▶ _EXERCISE MATERIALS_:
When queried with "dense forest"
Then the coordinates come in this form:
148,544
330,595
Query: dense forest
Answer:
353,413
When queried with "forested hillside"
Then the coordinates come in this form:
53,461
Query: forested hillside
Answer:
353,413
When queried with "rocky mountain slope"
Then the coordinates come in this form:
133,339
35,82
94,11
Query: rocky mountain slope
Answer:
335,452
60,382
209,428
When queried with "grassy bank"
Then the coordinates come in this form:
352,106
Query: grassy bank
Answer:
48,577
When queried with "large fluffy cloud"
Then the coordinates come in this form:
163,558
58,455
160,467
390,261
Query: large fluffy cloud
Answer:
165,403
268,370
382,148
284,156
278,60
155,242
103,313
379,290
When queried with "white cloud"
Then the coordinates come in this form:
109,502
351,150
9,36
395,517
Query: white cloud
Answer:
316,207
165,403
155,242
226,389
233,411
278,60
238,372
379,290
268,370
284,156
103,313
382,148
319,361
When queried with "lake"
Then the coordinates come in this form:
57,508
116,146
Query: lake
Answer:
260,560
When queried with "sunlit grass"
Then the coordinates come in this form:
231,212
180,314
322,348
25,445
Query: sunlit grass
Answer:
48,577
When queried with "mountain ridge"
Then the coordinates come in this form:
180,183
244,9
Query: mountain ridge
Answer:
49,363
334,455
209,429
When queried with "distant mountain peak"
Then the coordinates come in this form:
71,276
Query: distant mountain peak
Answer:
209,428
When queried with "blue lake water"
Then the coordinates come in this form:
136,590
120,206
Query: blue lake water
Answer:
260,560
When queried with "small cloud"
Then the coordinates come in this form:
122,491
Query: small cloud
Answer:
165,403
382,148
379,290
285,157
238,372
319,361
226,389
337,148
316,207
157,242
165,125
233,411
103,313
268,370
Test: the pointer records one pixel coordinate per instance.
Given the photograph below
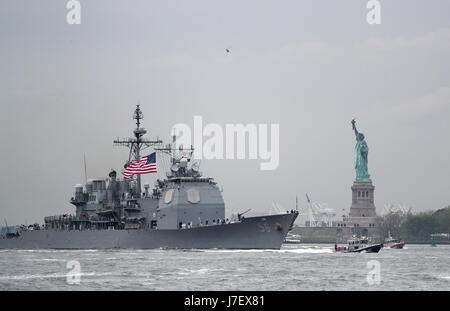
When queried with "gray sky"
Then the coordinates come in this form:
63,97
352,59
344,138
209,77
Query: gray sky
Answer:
310,66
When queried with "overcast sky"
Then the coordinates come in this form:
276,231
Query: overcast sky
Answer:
310,66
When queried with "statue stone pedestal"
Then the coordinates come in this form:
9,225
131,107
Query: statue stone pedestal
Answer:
362,200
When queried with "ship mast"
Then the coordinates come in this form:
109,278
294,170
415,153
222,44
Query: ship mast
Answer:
137,144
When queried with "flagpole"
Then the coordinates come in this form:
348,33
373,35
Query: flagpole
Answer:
85,171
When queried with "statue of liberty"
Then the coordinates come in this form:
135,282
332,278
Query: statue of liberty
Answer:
361,156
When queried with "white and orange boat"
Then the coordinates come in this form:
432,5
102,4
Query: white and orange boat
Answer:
393,243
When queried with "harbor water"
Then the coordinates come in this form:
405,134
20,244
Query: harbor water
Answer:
294,267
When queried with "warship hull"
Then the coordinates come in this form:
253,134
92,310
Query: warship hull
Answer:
265,232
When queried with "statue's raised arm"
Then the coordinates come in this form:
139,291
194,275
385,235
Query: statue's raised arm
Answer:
361,156
354,126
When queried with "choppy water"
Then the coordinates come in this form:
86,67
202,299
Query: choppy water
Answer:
294,267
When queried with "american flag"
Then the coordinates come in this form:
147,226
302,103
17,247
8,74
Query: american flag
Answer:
145,165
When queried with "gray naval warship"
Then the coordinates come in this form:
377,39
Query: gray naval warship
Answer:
185,210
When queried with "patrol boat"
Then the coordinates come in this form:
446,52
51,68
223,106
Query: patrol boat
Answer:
184,210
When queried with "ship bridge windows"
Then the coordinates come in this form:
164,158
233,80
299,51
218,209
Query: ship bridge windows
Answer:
193,196
168,196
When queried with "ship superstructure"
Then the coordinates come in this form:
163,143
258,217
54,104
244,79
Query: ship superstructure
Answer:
183,210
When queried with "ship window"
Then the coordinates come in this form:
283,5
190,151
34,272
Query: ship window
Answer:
169,196
193,195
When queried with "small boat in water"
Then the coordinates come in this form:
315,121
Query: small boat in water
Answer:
292,239
358,245
393,243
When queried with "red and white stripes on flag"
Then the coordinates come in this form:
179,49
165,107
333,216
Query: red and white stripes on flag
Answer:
145,165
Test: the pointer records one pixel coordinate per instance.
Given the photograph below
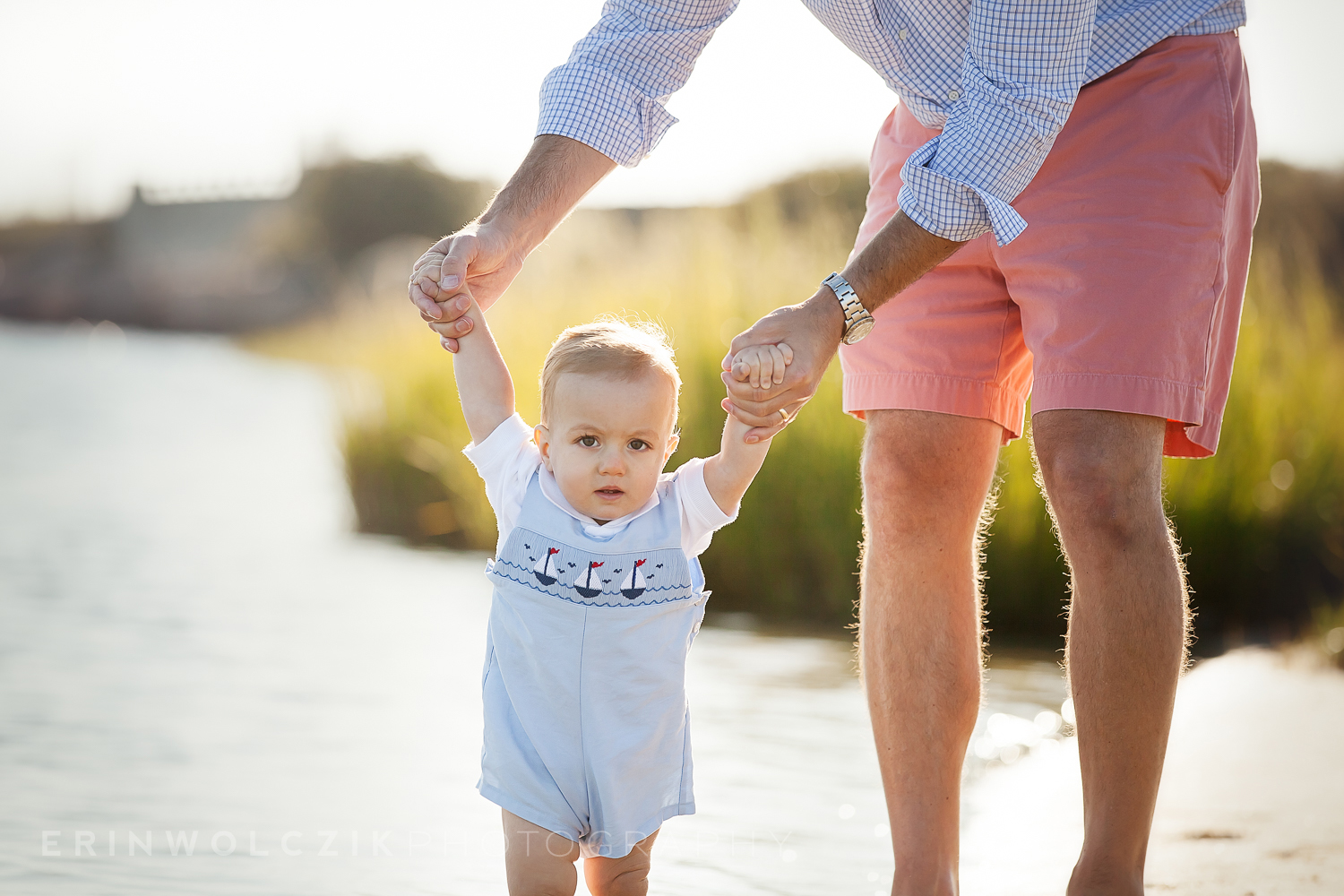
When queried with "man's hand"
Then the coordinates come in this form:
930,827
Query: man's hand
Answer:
814,331
895,257
476,263
481,260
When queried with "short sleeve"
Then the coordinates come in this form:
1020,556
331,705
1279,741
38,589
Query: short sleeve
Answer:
701,516
505,461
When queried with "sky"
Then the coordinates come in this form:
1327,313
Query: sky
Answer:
198,99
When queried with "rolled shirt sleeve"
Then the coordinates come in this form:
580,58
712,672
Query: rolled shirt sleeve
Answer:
1024,66
610,94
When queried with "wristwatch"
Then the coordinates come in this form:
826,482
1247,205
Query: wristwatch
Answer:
857,322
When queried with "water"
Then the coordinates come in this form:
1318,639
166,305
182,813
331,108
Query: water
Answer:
198,654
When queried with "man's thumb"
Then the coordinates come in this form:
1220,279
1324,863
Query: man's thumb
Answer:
453,269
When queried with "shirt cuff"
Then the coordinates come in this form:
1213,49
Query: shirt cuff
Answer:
602,112
696,498
502,444
951,209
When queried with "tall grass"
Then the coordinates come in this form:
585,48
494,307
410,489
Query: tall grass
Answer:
1265,541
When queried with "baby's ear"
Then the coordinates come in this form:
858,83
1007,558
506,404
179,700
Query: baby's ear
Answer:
542,437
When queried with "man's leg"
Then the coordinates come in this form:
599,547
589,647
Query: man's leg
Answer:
1126,626
925,482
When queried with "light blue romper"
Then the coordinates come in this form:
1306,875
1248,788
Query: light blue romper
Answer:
586,723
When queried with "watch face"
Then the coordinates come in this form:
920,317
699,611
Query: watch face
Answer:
859,330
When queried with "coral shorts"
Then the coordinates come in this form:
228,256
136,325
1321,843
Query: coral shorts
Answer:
1125,290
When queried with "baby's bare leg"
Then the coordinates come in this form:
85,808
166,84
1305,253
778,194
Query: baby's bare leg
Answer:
625,876
538,861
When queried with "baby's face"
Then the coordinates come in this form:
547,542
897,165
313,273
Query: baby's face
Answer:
607,440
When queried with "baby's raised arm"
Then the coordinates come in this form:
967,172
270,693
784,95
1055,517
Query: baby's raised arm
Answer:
484,384
730,471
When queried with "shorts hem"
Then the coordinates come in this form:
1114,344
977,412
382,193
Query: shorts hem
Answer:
609,847
906,392
1182,405
516,806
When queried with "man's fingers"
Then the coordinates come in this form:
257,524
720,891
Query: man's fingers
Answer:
755,360
761,427
776,365
460,327
426,306
753,400
453,268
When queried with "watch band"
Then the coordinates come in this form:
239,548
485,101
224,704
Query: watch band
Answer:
857,322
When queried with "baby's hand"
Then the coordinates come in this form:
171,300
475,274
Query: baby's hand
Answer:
762,365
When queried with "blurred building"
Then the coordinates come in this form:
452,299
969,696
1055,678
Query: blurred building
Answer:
226,265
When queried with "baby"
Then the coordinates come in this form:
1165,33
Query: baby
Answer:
597,595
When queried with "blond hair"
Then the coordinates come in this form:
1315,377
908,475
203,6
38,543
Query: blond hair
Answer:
609,346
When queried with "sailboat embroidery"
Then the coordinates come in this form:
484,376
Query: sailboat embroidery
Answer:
586,589
633,586
543,570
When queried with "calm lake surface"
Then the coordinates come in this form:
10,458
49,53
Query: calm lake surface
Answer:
199,661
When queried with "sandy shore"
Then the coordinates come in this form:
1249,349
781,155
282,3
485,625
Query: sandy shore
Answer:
1252,801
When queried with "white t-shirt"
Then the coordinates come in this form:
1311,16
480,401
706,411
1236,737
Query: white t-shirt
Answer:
508,457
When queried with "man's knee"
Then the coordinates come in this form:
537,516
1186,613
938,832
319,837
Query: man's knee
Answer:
1102,471
924,469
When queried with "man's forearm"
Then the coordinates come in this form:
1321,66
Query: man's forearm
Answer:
897,257
554,177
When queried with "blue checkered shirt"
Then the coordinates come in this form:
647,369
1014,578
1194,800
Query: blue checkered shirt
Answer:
997,77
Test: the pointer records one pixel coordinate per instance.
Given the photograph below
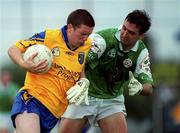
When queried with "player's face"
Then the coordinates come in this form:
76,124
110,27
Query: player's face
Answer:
78,35
129,34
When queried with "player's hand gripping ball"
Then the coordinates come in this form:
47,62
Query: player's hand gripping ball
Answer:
44,53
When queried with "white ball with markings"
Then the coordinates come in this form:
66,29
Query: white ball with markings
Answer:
44,53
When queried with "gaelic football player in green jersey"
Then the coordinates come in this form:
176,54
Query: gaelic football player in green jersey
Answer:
123,63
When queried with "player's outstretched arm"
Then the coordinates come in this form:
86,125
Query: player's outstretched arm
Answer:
79,92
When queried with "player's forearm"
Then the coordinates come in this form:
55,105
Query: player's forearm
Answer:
147,90
15,54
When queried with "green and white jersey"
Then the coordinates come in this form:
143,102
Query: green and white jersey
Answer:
109,73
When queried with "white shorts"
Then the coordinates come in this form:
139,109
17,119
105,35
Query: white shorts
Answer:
96,110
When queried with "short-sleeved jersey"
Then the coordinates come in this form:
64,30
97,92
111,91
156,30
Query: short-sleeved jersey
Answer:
109,74
50,88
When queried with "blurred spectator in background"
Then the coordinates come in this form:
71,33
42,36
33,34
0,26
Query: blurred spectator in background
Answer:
8,91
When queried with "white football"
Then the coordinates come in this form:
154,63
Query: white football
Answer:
44,53
98,44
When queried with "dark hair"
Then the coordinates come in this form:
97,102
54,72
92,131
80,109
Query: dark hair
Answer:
80,16
140,18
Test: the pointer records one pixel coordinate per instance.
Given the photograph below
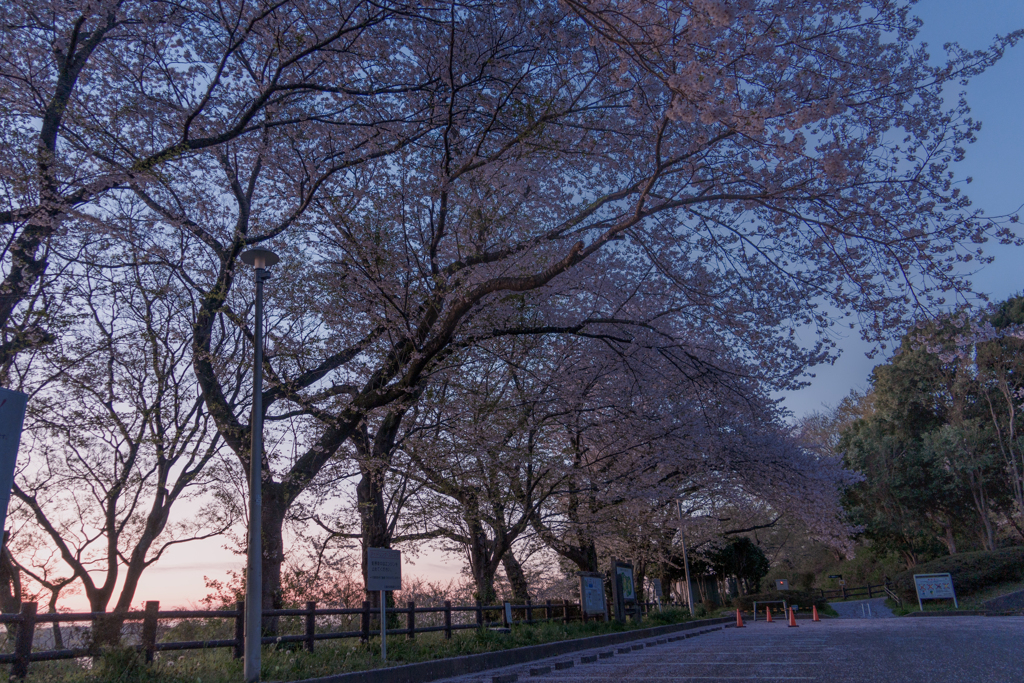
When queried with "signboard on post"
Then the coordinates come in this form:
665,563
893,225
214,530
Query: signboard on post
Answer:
383,573
383,569
11,419
592,594
934,587
655,585
623,588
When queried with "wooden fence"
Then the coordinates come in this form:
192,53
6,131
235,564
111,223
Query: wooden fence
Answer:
449,619
868,591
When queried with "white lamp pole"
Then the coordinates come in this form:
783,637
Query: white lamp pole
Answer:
686,562
259,259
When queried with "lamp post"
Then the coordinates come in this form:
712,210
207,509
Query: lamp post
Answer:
259,259
686,561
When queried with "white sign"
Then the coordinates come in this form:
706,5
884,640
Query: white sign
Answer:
383,569
592,589
934,587
11,418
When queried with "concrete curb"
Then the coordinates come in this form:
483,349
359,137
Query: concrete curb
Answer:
968,612
422,672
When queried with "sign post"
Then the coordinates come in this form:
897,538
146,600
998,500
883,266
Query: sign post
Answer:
934,587
592,594
383,573
623,589
656,586
11,419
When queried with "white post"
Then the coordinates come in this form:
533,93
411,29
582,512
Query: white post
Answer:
254,568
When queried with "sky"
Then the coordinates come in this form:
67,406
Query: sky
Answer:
995,162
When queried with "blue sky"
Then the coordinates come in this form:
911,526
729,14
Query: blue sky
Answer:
995,162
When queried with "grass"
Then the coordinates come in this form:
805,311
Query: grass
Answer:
974,601
334,656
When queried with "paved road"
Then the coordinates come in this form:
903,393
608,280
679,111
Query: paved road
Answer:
962,649
872,608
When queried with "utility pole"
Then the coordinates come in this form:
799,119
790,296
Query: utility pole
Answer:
259,259
686,561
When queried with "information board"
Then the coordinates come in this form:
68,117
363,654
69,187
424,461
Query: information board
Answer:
592,591
11,418
934,587
625,578
383,569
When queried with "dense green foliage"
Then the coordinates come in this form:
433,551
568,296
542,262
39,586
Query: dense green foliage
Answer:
937,447
971,571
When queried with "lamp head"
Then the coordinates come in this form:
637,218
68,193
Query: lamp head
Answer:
260,258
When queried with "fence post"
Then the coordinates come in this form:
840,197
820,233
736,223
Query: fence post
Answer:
448,620
150,629
240,630
310,626
23,646
365,626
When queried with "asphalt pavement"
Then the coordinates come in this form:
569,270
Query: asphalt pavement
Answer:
953,649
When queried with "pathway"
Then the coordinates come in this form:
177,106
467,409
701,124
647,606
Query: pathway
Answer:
961,649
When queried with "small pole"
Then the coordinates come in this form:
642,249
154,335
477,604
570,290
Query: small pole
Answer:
310,626
150,629
240,630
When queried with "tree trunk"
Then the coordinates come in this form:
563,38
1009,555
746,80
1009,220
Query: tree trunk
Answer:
374,529
272,538
513,569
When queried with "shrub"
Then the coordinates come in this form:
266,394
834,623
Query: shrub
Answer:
971,571
803,598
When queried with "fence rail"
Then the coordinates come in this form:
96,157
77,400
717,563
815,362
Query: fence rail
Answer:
25,623
871,591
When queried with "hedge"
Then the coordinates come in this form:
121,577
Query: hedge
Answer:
971,571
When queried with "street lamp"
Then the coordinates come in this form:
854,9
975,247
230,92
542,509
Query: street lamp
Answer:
259,259
686,562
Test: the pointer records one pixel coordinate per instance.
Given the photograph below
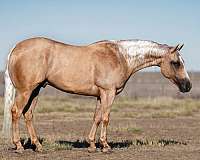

▶ _DESCRIPTION OF THE TASK_: Among the lines of the data, find every one that holds "statue" and copy it.

▶ _SOLVED PROBLEM_:
When queried with "statue stone pedestal"
Query: statue stone pedestal
When queried with "statue of liberty"
Query: statue of liberty
When queried with "statue's raised arm"
Query: statue's raised arm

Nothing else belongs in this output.